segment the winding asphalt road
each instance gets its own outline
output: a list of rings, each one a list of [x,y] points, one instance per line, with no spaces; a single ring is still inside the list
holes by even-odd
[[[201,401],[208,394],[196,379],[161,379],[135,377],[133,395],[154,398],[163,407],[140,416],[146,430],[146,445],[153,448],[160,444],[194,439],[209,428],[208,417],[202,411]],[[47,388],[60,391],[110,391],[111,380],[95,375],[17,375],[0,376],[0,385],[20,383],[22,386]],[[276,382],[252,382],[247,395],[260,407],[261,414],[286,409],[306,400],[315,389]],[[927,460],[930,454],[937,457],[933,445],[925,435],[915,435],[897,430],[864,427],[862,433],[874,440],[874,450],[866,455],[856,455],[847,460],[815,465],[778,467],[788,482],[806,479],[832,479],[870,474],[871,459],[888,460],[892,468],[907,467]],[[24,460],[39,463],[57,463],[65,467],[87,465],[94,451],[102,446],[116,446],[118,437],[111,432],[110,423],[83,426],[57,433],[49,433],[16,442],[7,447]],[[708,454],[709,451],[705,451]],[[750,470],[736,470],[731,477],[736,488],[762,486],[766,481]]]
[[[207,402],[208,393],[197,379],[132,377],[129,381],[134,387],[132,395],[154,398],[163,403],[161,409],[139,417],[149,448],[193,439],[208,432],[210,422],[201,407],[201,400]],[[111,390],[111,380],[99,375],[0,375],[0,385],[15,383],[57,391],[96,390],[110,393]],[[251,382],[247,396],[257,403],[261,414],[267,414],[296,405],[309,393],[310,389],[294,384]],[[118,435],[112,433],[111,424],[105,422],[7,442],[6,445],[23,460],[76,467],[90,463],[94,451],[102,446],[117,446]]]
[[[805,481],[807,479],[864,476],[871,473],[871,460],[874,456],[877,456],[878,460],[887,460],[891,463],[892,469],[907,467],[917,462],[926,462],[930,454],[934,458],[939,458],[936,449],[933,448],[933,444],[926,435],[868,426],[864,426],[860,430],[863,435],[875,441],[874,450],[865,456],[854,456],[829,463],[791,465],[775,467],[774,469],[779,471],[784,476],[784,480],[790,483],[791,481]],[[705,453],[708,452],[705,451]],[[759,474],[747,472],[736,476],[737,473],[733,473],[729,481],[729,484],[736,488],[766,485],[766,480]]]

> _Required task_:
Could you retype the whole listing above line by line, with nothing altered?

> _Final result_:
segment the winding asphalt road
each instance gets its own outline
output: a list of rings, each one a list of [x,y] points, one instance per line, with no spaces; a single ring is still inside the list
holes by even-odd
[[[201,401],[208,394],[196,379],[161,379],[135,377],[133,395],[154,398],[163,407],[140,416],[146,430],[146,445],[153,448],[160,444],[194,439],[209,428],[208,417],[202,411]],[[47,388],[60,391],[110,391],[111,380],[95,375],[17,375],[0,376],[0,385],[20,383],[22,386]],[[276,382],[252,382],[247,395],[260,407],[261,414],[286,409],[306,400],[315,389]],[[927,460],[930,454],[937,457],[933,445],[925,435],[915,435],[897,430],[864,427],[862,433],[874,440],[874,450],[866,455],[856,455],[847,460],[815,465],[778,467],[788,482],[806,479],[832,479],[870,474],[871,459],[888,460],[892,468],[907,467]],[[24,460],[39,463],[57,463],[65,467],[87,465],[94,451],[102,446],[116,446],[118,437],[111,432],[110,423],[83,426],[57,433],[49,433],[16,442],[7,447]],[[708,454],[709,451],[705,451]],[[750,470],[736,470],[731,477],[736,488],[762,486],[766,481]]]
[[[207,402],[208,393],[197,379],[132,377],[129,381],[134,387],[132,395],[154,398],[163,403],[161,409],[139,417],[149,448],[193,439],[208,432],[210,422],[201,407],[201,400]],[[111,390],[111,380],[99,375],[0,375],[0,385],[15,383],[57,391],[96,390],[110,393]],[[251,382],[247,396],[257,403],[261,414],[267,414],[296,405],[309,393],[310,389],[294,384]],[[118,435],[112,433],[111,424],[105,422],[7,442],[6,445],[23,460],[76,467],[90,463],[94,451],[102,446],[117,446]]]
[[[805,481],[807,479],[864,476],[871,473],[871,460],[874,456],[877,456],[878,460],[887,460],[891,463],[892,469],[907,467],[917,462],[926,462],[930,454],[934,458],[939,458],[936,449],[933,448],[933,444],[926,435],[868,426],[864,426],[860,430],[863,435],[875,441],[874,450],[865,456],[854,456],[829,463],[791,465],[775,467],[774,469],[779,471],[784,476],[784,480],[790,483],[791,481]],[[705,453],[708,452],[705,451]],[[759,474],[747,472],[736,476],[737,473],[733,473],[729,481],[729,484],[736,488],[766,485],[766,480]]]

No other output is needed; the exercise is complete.